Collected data
┄┄┄┄┄┄

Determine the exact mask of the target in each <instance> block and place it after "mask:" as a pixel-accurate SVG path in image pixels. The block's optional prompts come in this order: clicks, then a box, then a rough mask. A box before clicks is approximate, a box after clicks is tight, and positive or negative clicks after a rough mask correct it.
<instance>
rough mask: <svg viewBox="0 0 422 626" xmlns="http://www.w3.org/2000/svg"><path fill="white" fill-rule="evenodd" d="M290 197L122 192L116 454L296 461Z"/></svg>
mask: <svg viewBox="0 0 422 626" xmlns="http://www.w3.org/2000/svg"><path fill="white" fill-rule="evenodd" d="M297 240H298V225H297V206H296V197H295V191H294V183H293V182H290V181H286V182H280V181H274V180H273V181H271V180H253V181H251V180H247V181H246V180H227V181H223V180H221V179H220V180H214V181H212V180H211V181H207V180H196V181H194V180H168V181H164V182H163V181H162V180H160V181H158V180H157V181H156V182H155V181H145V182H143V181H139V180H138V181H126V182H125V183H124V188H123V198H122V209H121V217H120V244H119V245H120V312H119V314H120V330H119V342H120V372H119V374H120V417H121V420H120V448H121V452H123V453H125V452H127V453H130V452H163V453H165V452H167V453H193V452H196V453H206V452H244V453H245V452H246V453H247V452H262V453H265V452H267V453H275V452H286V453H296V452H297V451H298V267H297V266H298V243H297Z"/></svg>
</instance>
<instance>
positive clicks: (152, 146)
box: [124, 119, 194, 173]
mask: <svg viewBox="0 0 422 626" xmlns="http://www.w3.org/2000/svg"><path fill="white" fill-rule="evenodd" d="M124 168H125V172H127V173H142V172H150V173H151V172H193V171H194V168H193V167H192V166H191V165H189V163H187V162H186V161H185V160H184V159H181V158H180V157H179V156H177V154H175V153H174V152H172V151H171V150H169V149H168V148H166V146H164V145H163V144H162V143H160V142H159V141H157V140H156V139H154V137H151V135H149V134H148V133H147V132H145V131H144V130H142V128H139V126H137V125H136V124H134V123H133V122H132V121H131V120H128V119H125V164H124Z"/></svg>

┄┄┄┄┄┄

The data should be copied out in full, exactly as it reads.

Determine the exact mask of the target in each <instance> block and place it after "mask:" as a pixel-accurate SVG path in image pixels. The block's optional prompts come in this order: clicks, then a box, then a rough mask. A box before clicks is approximate, a box after clicks is tight, and positive or negative clicks after a rough mask correct it.
<instance>
rough mask: <svg viewBox="0 0 422 626" xmlns="http://www.w3.org/2000/svg"><path fill="white" fill-rule="evenodd" d="M290 197L122 192L116 454L296 461Z"/></svg>
mask: <svg viewBox="0 0 422 626" xmlns="http://www.w3.org/2000/svg"><path fill="white" fill-rule="evenodd" d="M297 240H298V225H297V206H296V197H295V191H294V183H293V182H290V181H286V182H280V181H274V180H273V181H271V180H253V181H251V180H247V181H246V180H227V181H223V180H221V179H220V180H214V181H212V180H211V181H207V180H196V181H194V180H168V181H164V182H163V181H162V180H160V181H158V180H157V181H156V182H155V181H145V182H143V181H139V180H138V181H126V182H125V183H124V188H123V198H122V209H121V217H120V244H119V245H120V312H119V314H120V330H119V342H120V372H119V374H120V417H121V420H120V448H121V452H123V453H125V452H127V453H130V452H163V453H165V452H167V453H193V452H196V453H206V452H244V453H245V452H246V453H247V452H262V453H265V452H267V453H275V452H286V453H296V452H297V451H298V267H297V266H298V243H297Z"/></svg>
</instance>
<instance>
positive clicks: (152, 146)
box: [124, 119, 194, 173]
mask: <svg viewBox="0 0 422 626" xmlns="http://www.w3.org/2000/svg"><path fill="white" fill-rule="evenodd" d="M124 168H125V172H127V173H142V172H150V173H151V172H193V171H194V168H193V167H192V166H191V165H189V163H187V162H186V161H185V160H184V159H181V158H180V157H179V156H177V154H175V153H174V152H172V151H171V150H169V149H168V148H166V146H164V145H163V144H162V143H160V142H159V141H157V140H156V139H154V137H151V135H149V134H148V133H147V132H145V131H144V130H142V128H139V126H137V125H136V124H134V123H133V122H132V121H131V120H128V119H125V164H124Z"/></svg>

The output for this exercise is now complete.